-- EXCERPT start --

Remember as your robot gets bigger you will have to make the base more rigid, which invariably involves making it heavier. Heavier bases require bigger motors and batteries which require stronger, heavier bases……
Also look at your chosen material (see below) you may find that it comes in standard sizes and it is cost effective to work within these constraints, rather than going for a larger sheet and wasting a large section.
If your robot must be a specific size remember to take into account all the components you will need. Sensors protrude, those perfect wheels may have a nut that extends beyond the rim or the strain relief on your modified servos holds them just too far apart. Whatever construction technique you intend to use it is worthwhile making a mock-up in paper or card to check how it all fits together. Remember to allow space for the electronics and also think about access. You will undoubtedly need to get at the batteries and the processor or programming socket. Make sure you can get at these without having to dismantle everything.
Style
By style I mean type of locomotion, although cosmetic styling can be a nice to have and it certainly helps to win approval from non-roboteers.

-- EXCERPT end --
-- ENTRIES PROVIDED start --

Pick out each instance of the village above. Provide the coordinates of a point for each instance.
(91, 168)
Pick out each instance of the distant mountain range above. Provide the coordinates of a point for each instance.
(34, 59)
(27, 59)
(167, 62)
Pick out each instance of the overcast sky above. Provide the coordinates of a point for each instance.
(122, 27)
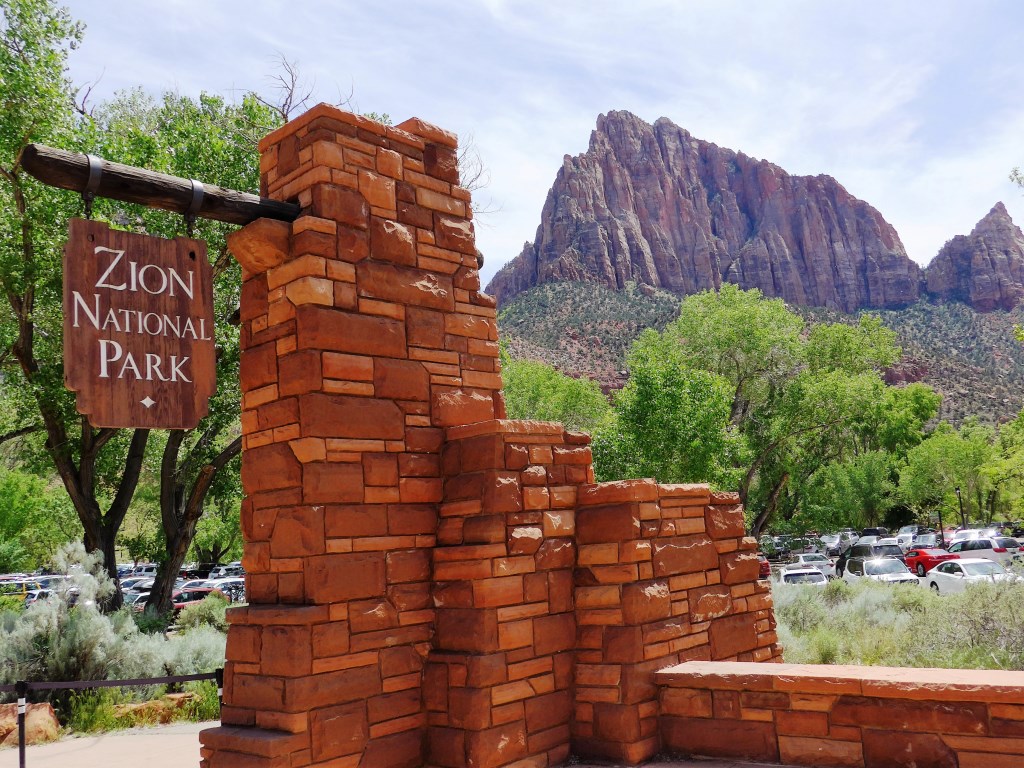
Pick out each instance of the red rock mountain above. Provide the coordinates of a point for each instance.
(984, 268)
(654, 205)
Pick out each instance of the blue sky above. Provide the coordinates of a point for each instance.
(916, 107)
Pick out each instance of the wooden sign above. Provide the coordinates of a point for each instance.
(138, 328)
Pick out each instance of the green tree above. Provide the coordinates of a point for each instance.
(753, 342)
(207, 138)
(536, 390)
(947, 460)
(671, 422)
(99, 469)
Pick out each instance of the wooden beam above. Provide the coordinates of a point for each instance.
(70, 170)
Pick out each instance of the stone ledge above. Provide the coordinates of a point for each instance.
(878, 682)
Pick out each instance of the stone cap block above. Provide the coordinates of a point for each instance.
(881, 682)
(267, 615)
(321, 111)
(698, 491)
(505, 426)
(257, 741)
(644, 489)
(429, 132)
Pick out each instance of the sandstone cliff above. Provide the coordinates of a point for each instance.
(985, 268)
(653, 205)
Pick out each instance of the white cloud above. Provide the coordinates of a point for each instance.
(912, 107)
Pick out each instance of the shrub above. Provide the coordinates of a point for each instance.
(875, 624)
(61, 639)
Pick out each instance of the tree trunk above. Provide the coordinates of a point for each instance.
(765, 515)
(180, 514)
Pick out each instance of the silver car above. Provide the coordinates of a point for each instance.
(818, 561)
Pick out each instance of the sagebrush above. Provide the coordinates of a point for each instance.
(68, 638)
(880, 625)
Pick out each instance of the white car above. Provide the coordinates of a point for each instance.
(1000, 549)
(964, 535)
(802, 576)
(887, 569)
(815, 560)
(954, 576)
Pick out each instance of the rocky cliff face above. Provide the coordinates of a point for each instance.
(984, 268)
(653, 205)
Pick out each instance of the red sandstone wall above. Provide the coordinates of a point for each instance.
(850, 717)
(364, 335)
(428, 584)
(665, 574)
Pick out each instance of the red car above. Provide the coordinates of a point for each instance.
(923, 560)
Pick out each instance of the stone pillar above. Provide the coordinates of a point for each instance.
(364, 336)
(499, 683)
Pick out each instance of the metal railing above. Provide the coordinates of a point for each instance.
(22, 688)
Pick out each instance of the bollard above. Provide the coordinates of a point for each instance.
(22, 689)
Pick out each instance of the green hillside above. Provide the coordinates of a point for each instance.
(586, 330)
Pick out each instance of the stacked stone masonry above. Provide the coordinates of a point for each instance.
(429, 584)
(849, 717)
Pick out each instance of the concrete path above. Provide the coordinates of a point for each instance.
(161, 747)
(177, 747)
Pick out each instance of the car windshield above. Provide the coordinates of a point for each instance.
(803, 578)
(888, 549)
(982, 568)
(882, 567)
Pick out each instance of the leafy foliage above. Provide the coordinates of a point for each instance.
(671, 422)
(66, 637)
(535, 390)
(876, 624)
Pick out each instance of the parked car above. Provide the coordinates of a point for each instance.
(954, 576)
(906, 537)
(818, 561)
(923, 559)
(765, 566)
(1001, 549)
(232, 589)
(928, 541)
(888, 548)
(230, 570)
(803, 576)
(18, 588)
(136, 600)
(887, 569)
(804, 545)
(964, 535)
(860, 551)
(188, 597)
(35, 596)
(131, 582)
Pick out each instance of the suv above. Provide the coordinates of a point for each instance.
(1001, 549)
(887, 569)
(907, 536)
(860, 552)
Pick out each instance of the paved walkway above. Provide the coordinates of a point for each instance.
(177, 747)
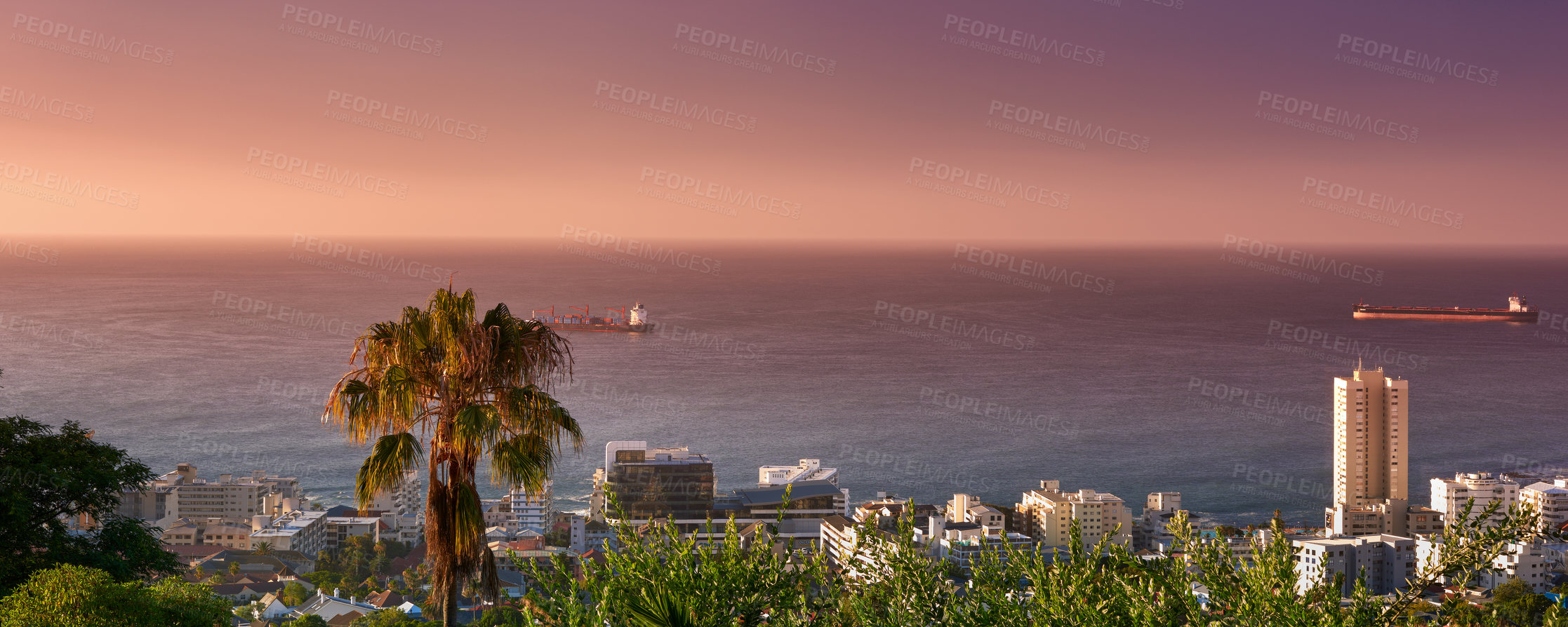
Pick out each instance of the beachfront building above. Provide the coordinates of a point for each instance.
(1551, 501)
(1048, 513)
(404, 508)
(806, 471)
(1153, 530)
(181, 494)
(963, 541)
(1485, 488)
(1372, 459)
(531, 510)
(1388, 562)
(968, 508)
(297, 530)
(1531, 562)
(654, 485)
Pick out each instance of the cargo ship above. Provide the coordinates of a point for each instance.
(634, 321)
(1518, 312)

-- ENTRIES PROVIDED end --

EXERCISE DESCRIPTION -
Answer these questions from the excerpt on robot construction:
1. What do heavier bases require?
2. In what materials does it suggest making a mock-up?
3. What does the writer mean by "style"?

EXERCISE RESULT -
1. Bigger motors and batteries.
2. Paper or card.
3. Type of locomotion.